## Objective
Reproduce the data word for word, starting at the line that contains "pole in this photo as pixel coordinates." and continuing through the end of the data.

Excerpts of pointing data
[START]
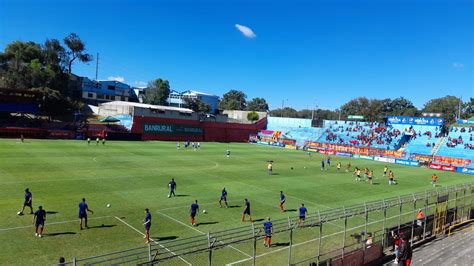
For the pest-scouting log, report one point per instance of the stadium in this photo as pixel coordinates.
(100, 172)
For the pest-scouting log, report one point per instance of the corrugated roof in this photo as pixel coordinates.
(151, 106)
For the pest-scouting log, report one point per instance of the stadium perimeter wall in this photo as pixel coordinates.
(156, 128)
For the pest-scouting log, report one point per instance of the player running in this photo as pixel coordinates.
(434, 178)
(147, 225)
(223, 198)
(268, 229)
(28, 202)
(172, 187)
(193, 212)
(348, 167)
(303, 211)
(246, 211)
(282, 201)
(391, 178)
(38, 221)
(83, 209)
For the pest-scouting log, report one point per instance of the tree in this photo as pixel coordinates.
(196, 105)
(448, 106)
(76, 50)
(233, 100)
(258, 105)
(252, 116)
(157, 92)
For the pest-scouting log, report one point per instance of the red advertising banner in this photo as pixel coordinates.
(354, 150)
(454, 161)
(442, 167)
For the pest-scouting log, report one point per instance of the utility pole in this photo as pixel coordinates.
(97, 67)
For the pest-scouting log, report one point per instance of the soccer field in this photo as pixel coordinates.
(132, 176)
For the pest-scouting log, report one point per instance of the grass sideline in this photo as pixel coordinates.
(132, 176)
[END]
## Solution below
For the pest-scouting log, report one point per instance of the utility pole in this photo as pixel coordinates.
(97, 67)
For the pest-scouting log, report one point per instance of the soccer field in this photo as pixel coordinates.
(132, 176)
For the pest-scouting log, report one point per instance of the grass sideline in this photo as pixel coordinates.
(132, 176)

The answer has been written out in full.